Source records
□ □ □ □ □

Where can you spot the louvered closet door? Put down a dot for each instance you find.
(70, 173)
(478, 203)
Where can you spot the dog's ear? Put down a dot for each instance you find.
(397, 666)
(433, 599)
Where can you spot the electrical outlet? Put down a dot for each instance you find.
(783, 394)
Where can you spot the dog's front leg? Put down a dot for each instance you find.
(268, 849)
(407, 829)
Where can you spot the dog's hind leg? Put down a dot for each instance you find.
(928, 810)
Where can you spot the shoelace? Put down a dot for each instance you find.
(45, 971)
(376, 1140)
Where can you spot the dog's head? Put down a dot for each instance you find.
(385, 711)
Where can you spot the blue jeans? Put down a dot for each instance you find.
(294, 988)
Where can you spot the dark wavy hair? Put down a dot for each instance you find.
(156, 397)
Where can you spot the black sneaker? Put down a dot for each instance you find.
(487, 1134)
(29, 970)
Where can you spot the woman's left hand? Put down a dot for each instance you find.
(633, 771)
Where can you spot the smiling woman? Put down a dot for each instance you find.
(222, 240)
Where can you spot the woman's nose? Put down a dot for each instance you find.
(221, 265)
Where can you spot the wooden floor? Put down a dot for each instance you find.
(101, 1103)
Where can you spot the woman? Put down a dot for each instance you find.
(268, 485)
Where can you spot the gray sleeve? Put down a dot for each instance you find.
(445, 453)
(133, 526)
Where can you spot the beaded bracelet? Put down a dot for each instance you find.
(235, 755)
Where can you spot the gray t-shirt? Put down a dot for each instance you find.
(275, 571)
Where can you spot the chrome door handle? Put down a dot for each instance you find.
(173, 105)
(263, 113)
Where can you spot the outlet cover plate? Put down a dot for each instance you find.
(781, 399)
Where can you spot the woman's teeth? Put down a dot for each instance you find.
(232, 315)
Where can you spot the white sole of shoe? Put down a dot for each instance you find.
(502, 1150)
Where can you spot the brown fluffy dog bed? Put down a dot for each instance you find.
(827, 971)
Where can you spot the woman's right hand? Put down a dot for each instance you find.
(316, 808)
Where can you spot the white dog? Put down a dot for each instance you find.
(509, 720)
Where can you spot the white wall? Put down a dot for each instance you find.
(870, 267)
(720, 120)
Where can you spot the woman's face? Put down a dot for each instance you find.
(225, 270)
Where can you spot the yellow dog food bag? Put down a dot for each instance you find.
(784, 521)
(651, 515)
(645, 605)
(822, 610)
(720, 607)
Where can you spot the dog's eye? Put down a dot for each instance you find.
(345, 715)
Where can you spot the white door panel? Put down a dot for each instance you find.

□ □ □ □ □

◆ **WRITTEN EXERCISE**
Recast every line of the source records above as a Markdown table with the columns "No." and "Line", numbering the rows in order and omitting any blank lines.

◆ **OUTPUT OF THE EXERCISE**
| No. | Line |
|---|---|
| 1 | Where can you spot the louvered closet door? Put down a dot for each instance you find. |
| 2 | (70, 173) |
| 3 | (478, 203) |
| 4 | Where can you spot the dog's ear? Put down a dot for each instance you find. |
| 5 | (397, 666) |
| 6 | (433, 599) |
| 7 | Where can you spot the electrical outlet? Put down a dot for each instance you find. |
| 8 | (783, 394) |
| 9 | Where can you spot the dog's front leg? Put down a dot for each instance you find. |
| 10 | (268, 849) |
| 11 | (407, 829) |
| 12 | Where can you spot the dog's hind leg? Put down a dot for each instance you find. |
| 13 | (928, 810) |
| 14 | Where can you spot the shoelace? Put down a dot for each instance you find. |
| 15 | (45, 971) |
| 16 | (376, 1140) |
| 17 | Where can you spot the dog's head? Put down a dot for each instance you find. |
| 18 | (385, 711) |
| 19 | Where can you spot the blue jeans? Put down a dot for each instance you find. |
| 20 | (294, 988) |
| 21 | Where can you spot the dark wavy hair? Put down a dot for each instance you find. |
| 22 | (156, 397) |
| 23 | Where can you spot the black sneaker? Put down a dot for each instance you find. |
| 24 | (487, 1134) |
| 25 | (29, 970) |
| 26 | Where can you spot the woman's left hand? Put down a dot for each instance you find. |
| 27 | (633, 771) |
| 28 | Where can you spot the smiling woman? Put down a dot for each instance you find. |
| 29 | (222, 240) |
| 30 | Where can you spot the woman's nose? Put down a dot for each instance you find. |
| 31 | (221, 265) |
| 32 | Where can you spot the wooden floor? Put down a dot for each instance you find. |
| 33 | (101, 1103) |
| 34 | Where can you spot the woman? Put down a dot for each instance you find. |
| 35 | (268, 485) |
| 36 | Where can you spot the gray sleeve? Put down a dot for each instance you find. |
| 37 | (445, 453) |
| 38 | (133, 526) |
| 39 | Where can you spot the beaded bracelet? Put down a dot for each instance you find. |
| 40 | (235, 755) |
| 41 | Where can you spot the gray t-shirt? Put down a dot for each instance you find. |
| 42 | (275, 571) |
| 43 | Where can you spot the chrome door handle? Put down a dot for each instance you find. |
| 44 | (173, 105) |
| 45 | (263, 113) |
| 46 | Where can you spot the outlet cover plate? Put down a dot for each instance you find. |
| 47 | (781, 399) |
| 48 | Where can you spot the woman's teeth? Put down a dot for each instance you find. |
| 49 | (232, 315) |
| 50 | Where can you spot the white sole of shoe? Put down a dot for each instance you find. |
| 51 | (502, 1150) |
| 52 | Where can you spot the brown fluffy dog bed? Put down a dot for each instance you find. |
| 53 | (827, 971) |
| 54 | Where can you spot the woman's right hand? Put down a dot for each instance you find. |
| 55 | (316, 808) |
| 56 | Where can you spot the white dog? Put down a dot for each instance you find. |
| 57 | (509, 720) |
| 58 | Where can you spot the white wall? Put down a dot for each instance you find. |
| 59 | (870, 267) |
| 60 | (720, 120) |
| 61 | Where can you spot the woman's face? Put down a dot for each instance you find. |
| 62 | (225, 270) |
| 63 | Where can you spot the yellow dog food bag? Put down a dot for each instance you find. |
| 64 | (784, 521) |
| 65 | (651, 515) |
| 66 | (645, 605) |
| 67 | (822, 610) |
| 68 | (720, 607) |
| 69 | Where can you spot the dog's eye? Put down a dot for each instance you find. |
| 70 | (345, 715) |
| 71 | Where can you spot the white door panel? Put down a dot for each instance you find. |